Отрывок -
************

Мелкими жуликами и попрошайками он имел свойство обрастать при каждом своем появлении на улице. В их ремесле ему нравилось сплетение правды и лжи, как в ремесле фокусников. Он поддавался их штукам с видимым удовольствием и весь сиял, когда гарсон или торговец какой-нибудь дрянью его обсчитывали. В особенности ценил он при этом наглость – должно быть, видел в ней отсвет бунтарства и озорства. Он и сам, в домашнем быту, не прочь был испробовать свои силы на том же поприще. От нечего делать мы вздумали издавать «Соррентинскую правду» – рукописный журнал, пародию на некоторые советские и эмигрантские журналы (вышло номера три или четыре). Сотрудниками были Горький, Берберова и я. Ракицкий был иллюстратором, Максим переписчиком. Максима же мы избрали и редактором – ввиду его крайней литературной некомпетентности. И вот – Горький всеми способами старался его обмануть, подсовывая отрывки из старых своих вещей, выдавая их за неизданные. В этом и заключалось для него главное удовольствие, тогда как Максим увлекался изобличением его проделок. Ввиду его бессмысленных трат домашние отнимали у него все деньги, оставляя на карманные расходы какие-то гроши. Однажды он вбежал ко мне в комнату сияющий, с пританцовыванием, с потиранием рук, с видом загулявшего мастерового, и объявил:

– Во! Глядите-ка! Я спер у Марьи Игнатьевны десять лир! Айда в Сорренто!

Мы пошли в Сорренто, пили там вермут и прикатили домой на знакомом извозчике, который, получив из рук Алексея Максимовича ту самую криминальную десятку, вместо того чтобы дать семь лир сдачи, хлестнул лошадь и ускакал, щелкая бичом, оглядываясь на нас и хохоча во всю глотку. Горький вытаращил глаза от восторга, поставил брови торчком, смеялся, хлопал себя по бокам и был несказанно счастлив до самого вечера.

************

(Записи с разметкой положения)

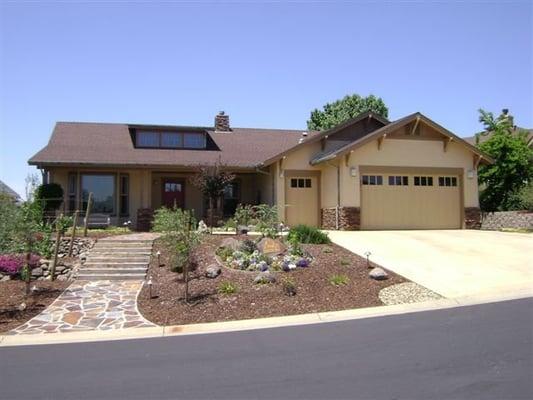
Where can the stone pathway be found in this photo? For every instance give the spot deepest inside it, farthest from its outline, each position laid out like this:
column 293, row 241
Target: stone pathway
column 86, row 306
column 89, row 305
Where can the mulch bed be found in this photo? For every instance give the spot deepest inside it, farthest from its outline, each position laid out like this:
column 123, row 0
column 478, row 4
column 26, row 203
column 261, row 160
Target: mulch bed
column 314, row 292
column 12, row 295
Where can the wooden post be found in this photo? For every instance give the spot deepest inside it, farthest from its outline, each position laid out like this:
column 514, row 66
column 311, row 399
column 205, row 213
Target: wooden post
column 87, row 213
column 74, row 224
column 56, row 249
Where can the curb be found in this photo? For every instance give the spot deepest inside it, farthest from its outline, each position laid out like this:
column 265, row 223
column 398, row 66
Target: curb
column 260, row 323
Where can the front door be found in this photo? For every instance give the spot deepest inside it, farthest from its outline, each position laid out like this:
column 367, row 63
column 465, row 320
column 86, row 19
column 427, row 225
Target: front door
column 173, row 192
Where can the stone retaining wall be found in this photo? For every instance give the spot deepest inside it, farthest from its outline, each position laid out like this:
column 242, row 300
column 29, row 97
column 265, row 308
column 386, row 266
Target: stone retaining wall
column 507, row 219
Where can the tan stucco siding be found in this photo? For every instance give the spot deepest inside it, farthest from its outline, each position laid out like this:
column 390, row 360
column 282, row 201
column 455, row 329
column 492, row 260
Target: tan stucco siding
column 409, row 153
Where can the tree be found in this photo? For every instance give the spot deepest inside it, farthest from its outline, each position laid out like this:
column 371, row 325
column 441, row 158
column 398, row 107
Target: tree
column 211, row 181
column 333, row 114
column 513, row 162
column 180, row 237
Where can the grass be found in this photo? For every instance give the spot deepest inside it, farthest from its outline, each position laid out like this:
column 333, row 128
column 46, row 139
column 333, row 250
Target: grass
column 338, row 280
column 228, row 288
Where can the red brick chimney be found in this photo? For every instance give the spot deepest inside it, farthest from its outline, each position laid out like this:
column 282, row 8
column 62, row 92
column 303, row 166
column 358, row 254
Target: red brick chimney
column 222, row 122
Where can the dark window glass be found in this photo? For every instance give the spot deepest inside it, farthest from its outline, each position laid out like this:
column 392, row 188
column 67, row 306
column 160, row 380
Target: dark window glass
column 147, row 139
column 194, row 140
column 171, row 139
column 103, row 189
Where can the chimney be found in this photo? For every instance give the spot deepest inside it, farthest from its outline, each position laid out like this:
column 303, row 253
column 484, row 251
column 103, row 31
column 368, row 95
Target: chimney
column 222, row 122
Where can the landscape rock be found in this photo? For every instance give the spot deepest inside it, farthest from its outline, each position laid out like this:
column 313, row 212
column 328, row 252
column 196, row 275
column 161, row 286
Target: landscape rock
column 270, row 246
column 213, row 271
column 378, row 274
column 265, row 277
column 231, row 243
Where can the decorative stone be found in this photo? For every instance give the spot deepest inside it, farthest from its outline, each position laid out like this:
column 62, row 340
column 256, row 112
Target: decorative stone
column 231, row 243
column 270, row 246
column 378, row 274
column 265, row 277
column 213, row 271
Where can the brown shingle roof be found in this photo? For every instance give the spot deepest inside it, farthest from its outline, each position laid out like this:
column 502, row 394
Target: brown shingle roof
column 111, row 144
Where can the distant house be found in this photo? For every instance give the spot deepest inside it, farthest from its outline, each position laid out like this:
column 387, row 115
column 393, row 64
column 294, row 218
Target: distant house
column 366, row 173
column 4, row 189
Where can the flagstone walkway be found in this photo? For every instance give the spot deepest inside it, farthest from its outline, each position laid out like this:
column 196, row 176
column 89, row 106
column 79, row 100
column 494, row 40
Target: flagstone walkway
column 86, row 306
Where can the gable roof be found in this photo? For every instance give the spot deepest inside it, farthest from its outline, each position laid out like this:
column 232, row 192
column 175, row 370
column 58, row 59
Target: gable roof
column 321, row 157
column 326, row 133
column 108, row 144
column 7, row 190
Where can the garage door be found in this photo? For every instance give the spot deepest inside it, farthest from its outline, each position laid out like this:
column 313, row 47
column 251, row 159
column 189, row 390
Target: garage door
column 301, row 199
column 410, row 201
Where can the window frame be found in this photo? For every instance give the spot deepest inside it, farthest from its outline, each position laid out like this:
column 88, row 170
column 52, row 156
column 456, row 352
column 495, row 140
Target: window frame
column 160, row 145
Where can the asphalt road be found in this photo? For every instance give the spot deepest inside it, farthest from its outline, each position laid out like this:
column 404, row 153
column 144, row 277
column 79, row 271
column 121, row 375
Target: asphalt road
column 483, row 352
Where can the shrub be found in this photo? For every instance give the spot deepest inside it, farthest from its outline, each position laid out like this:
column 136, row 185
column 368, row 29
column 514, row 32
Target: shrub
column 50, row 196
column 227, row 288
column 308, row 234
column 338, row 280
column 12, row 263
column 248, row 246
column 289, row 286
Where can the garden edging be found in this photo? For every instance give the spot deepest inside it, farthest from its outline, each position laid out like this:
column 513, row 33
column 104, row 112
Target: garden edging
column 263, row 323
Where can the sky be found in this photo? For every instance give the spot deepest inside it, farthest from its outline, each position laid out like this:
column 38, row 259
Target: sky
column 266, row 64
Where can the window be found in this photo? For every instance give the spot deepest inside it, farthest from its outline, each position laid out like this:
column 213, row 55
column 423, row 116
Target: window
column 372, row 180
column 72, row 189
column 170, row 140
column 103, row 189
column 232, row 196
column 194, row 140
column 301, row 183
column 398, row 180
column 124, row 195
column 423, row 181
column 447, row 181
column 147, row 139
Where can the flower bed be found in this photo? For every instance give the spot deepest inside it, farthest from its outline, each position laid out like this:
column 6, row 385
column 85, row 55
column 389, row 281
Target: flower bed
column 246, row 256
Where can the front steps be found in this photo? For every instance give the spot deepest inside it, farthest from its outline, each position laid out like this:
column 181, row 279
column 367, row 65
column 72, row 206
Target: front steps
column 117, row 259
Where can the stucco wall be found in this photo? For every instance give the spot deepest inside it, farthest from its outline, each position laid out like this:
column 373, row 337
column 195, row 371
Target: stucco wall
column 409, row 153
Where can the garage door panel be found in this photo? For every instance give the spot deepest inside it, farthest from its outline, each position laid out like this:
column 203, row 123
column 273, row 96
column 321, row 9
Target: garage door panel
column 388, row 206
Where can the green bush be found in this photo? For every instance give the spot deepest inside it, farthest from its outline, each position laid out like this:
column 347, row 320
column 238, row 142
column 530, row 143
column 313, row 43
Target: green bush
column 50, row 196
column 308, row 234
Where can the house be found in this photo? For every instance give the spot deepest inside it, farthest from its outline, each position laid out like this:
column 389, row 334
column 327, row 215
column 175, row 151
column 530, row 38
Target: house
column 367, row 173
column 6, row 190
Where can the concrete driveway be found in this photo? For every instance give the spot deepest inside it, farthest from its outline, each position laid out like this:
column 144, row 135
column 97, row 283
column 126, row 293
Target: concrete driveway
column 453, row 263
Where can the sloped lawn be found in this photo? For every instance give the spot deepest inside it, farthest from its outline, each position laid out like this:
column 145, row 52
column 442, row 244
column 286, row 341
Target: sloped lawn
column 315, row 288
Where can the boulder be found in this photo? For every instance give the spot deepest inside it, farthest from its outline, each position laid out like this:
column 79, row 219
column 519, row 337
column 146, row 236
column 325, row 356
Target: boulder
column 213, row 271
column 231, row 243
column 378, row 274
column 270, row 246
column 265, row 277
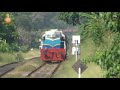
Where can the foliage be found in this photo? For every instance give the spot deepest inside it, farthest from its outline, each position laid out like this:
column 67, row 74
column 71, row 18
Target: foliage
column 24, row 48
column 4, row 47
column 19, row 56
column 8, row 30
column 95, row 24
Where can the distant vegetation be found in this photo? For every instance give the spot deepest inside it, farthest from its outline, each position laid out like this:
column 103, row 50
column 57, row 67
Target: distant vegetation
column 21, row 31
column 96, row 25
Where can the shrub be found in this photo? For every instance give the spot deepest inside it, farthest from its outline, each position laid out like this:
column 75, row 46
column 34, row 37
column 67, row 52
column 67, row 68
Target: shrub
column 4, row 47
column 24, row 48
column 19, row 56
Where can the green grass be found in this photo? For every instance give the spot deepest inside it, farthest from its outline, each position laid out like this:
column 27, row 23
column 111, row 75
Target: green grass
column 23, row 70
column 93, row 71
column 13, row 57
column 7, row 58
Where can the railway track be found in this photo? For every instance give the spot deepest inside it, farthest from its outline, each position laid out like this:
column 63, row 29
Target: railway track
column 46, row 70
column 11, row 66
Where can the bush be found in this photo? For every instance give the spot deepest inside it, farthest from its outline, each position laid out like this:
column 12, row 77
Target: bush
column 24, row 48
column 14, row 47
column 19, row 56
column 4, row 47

************

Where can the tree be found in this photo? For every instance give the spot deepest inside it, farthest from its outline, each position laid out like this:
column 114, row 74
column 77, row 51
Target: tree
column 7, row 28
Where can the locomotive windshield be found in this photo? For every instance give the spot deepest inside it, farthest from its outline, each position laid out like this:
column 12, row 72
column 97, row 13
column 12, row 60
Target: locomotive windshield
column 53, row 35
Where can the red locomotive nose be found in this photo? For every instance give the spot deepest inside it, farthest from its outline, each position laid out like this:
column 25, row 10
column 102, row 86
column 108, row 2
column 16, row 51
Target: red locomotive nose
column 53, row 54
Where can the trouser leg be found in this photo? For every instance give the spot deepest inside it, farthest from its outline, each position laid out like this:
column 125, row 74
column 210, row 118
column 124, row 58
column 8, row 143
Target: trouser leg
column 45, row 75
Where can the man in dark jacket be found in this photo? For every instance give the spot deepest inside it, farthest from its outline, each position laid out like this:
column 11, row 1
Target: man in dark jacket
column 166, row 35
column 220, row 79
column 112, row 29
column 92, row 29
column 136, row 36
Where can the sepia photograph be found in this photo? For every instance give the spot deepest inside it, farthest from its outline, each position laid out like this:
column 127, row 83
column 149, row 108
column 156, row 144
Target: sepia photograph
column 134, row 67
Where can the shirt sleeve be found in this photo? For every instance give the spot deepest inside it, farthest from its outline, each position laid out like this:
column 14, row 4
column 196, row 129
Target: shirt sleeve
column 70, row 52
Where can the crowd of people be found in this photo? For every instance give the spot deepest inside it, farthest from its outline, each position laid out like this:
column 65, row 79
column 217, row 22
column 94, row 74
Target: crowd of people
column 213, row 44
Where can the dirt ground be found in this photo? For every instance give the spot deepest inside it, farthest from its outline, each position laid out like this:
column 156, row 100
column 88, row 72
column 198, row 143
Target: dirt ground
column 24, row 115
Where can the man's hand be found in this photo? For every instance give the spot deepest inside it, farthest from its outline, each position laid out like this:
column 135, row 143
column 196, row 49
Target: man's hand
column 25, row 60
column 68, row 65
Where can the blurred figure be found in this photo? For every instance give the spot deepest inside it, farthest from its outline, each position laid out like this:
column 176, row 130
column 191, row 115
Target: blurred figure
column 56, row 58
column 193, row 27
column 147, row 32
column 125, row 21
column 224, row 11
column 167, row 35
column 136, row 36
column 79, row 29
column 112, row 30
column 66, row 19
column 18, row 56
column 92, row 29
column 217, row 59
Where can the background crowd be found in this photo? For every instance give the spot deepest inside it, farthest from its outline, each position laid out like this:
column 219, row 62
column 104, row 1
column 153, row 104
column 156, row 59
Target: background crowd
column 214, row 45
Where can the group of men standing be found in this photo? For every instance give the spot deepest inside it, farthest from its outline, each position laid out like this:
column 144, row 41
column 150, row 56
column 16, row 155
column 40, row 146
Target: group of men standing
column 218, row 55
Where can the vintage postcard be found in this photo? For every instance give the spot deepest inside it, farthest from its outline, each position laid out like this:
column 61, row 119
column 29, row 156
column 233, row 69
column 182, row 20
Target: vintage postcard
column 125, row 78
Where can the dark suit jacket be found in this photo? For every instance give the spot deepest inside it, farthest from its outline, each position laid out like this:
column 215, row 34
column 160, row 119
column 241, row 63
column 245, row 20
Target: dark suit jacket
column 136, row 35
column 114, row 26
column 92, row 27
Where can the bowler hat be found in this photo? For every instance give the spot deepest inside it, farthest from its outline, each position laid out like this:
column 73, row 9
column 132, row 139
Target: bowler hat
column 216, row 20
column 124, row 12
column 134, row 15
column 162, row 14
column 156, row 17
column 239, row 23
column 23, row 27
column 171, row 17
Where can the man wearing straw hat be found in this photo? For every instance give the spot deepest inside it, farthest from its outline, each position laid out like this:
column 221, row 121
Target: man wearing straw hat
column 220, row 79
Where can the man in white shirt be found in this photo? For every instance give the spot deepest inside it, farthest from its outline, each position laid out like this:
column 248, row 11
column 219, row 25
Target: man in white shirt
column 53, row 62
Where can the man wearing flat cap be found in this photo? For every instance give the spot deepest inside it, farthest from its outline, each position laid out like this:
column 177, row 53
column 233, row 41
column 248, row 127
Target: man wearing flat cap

************

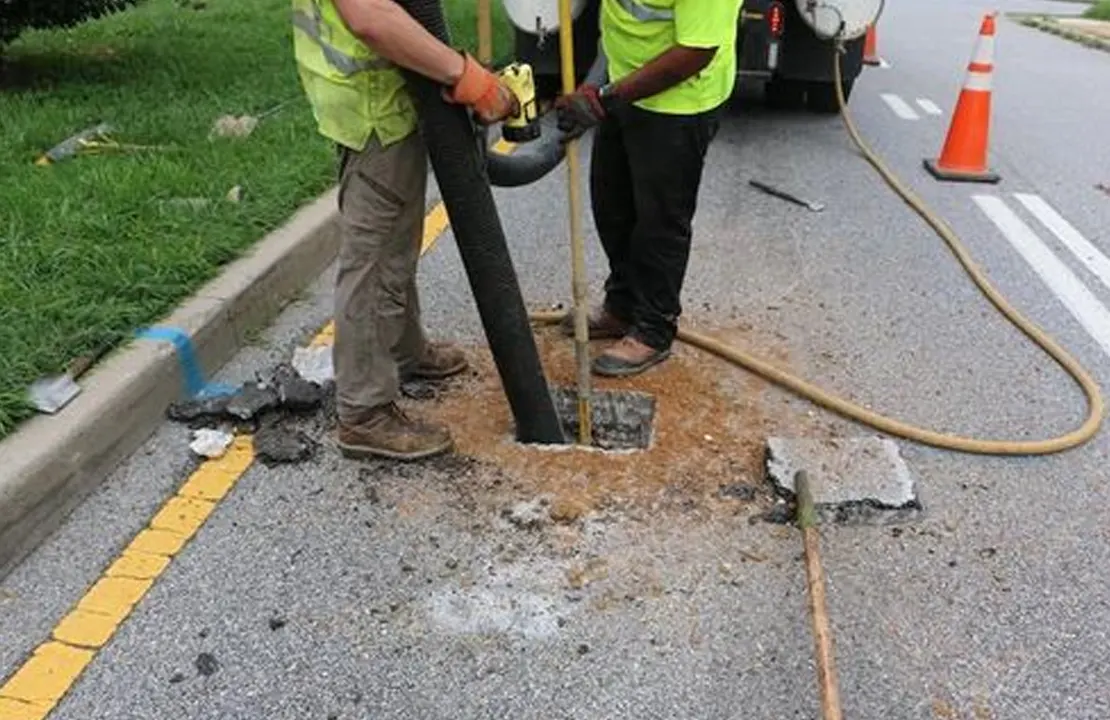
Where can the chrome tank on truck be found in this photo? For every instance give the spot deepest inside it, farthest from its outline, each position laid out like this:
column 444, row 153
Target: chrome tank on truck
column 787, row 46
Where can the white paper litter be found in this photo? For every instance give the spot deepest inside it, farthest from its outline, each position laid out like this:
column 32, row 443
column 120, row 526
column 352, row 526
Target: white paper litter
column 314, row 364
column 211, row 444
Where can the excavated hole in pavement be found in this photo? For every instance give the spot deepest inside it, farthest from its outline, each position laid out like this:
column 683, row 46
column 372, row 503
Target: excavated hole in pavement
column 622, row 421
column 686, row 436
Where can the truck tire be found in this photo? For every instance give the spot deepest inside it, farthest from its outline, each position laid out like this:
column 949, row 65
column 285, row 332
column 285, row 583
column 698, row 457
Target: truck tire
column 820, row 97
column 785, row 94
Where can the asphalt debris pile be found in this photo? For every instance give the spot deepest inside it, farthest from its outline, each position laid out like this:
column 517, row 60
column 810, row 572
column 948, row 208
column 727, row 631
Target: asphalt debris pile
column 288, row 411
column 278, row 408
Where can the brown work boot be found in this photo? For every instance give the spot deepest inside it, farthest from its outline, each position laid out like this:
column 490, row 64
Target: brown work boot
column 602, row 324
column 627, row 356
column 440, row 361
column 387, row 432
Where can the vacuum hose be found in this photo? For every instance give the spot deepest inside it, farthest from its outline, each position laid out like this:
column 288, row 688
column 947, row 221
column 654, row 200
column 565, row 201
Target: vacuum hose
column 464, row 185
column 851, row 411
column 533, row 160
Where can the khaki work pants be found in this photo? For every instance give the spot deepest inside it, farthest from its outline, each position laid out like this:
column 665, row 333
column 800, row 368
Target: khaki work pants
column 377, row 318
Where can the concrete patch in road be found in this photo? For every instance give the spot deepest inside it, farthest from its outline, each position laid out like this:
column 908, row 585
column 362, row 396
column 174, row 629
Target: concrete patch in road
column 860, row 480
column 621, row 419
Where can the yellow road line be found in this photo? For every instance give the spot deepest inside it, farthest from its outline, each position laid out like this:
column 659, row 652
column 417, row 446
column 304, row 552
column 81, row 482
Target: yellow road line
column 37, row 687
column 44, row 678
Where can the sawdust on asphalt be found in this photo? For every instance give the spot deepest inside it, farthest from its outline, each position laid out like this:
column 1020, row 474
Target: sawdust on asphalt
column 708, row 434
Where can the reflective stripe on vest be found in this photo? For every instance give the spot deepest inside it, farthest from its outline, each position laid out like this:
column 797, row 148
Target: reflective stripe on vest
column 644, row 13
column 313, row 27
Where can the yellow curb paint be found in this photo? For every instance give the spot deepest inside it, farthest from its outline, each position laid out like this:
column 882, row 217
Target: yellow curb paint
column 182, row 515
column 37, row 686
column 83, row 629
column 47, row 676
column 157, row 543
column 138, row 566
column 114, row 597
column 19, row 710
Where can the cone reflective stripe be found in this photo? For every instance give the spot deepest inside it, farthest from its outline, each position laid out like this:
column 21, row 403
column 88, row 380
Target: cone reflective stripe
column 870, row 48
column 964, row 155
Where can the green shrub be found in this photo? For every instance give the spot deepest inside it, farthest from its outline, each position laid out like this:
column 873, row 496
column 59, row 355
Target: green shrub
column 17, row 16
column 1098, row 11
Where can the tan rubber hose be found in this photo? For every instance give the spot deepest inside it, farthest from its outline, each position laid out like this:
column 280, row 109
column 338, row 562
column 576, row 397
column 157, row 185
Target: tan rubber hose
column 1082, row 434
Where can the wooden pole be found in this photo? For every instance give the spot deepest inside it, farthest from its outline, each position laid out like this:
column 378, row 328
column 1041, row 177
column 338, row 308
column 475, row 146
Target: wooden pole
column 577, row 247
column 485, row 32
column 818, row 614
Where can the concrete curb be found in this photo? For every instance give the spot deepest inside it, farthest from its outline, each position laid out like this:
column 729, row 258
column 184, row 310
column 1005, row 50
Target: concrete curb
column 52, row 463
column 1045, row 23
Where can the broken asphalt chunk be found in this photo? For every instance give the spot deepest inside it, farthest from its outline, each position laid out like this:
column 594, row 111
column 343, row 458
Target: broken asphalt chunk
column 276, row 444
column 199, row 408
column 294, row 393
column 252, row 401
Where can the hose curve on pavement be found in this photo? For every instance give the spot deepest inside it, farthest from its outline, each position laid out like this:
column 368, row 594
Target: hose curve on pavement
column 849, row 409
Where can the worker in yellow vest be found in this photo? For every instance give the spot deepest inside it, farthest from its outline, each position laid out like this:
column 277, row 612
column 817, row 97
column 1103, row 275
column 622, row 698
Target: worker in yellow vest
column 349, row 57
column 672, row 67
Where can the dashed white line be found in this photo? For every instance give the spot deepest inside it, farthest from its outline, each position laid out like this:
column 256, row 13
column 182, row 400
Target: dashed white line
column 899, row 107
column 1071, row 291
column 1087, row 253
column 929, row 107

************

Задания -
a: Ответьте на вопросы по отрывку о Горьком в Сорренто:
(i) Кого избрали редактором журнала «Соррентинская правда»?
(ii) Сколько лир Горький, по его словам, взял у Марьи Игнатьевны?
(iii) Сколько лир сдачи должен был дать извозчик?
b: Напишите продолжение отрывка о Горьком в Сорренто, начиная сразу после его последнего предложения.

Ответы -
a:
(i) Максима.
(ii) Десять лир.
(iii) Семь лир.

b:
* * *

В помощи деньгами или хлопотами он не отказывал никогда. Но в его благотворительстве была особенность: чем горше проситель жаловался, чем более падал духом, тем Горький был к нему внутренне равнодушнее, – и это не потому, что хотел от людей стойкости или сдержанности. Его требования шли гораздо дальше: он не выносил уныния и требовал от человека надежды – во что бы то ни стало, и в этом сказывался его своеобразный, упорный эгоизм: в обмен на свое участие он требовал для себя права мечтать о лучшем будущем того, кому он помогает. Если же проситель своим отчаянием заранее пресекал такие мечты, Горький сердился и помогал уже нехотя, не скрывая досады.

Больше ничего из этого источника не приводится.